**Passage to read**

I didn't need to go but the long walk across the restaurant seemed like a good idea. After a toilet trip the above cycle would start again...

Eating is going to be the main theme of my week and a half left in Hong Kong. I'm realising that there are many things I might not be able to eat when I leave here and I'm trying my best to fit as much of them in as possible in the next ten days.

On top of the priority list are:
- watermelon
- tofu fa
- egg white cake
- Nepali set dinners
- Philippino mangos
- steamed milk pudding
- papaya

Wednesday, July 13, 2005

Funny but not funny

I have read two ridiculous things today. The first was a poster in the post office:

'Surprise your beloved with our exquisite philatelic products'

The other was in an email from an American friend travelling in Afghanistan (don't ask!).

'Men, women and children scurried along the dirty dusty streets. Women still wore burkas even in the scorching heat. Youngs boys would be out on the streets begging for food and money. There were open sewers everywhere giving out an filthy stench.

Despite everything it was good to be in Kabul. This was the city that had changed hands many times in the course of the war in these thirty years. The Russian backed communists had taken it over from the Afghan King in the late seventies, then the Muhajadeen had ruled the city in the early nineties. The Taliban took it over in late nineties and finally the city was liberated by the allied forces after 9/11.

Marks of war are everywhere. Buildings are scarred with bullet holes and shell marks. Streets are pot marked with mine explosions and bomb holes. You can see the lines of war on the furrows of people when you look at them. You would think they were thankful to the Americans for getting rid of the Taliban but on the contrary anti-American sentiments run rife because of the negative propaganda they receive through the Arab media.'

Thursday, July 07, 2005

No lemon

I was very happy this morning when I went for breakfast and the cashier lady remembered that I wanted black tea.

**Source excerpt**
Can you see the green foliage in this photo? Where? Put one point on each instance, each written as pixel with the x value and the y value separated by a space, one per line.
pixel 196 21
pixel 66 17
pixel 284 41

**What you should do**
Reproduce part of the Hong Kong blog excerpt word for word. Begin at the words "Despite everything it" and stop after "forces after 9/11.".

**Task response**
Despite everything it was good to be in Kabul. This was the city that had changed hands many times in the course of the war in these thirty years. The Russian backed communists had taken it over from the Afghan King in the late seventies, then the Muhajadeen had ruled the city in the early nineties. The Taliban took it over in late nineties and finally the city was liberated by the allied forces after 9/11.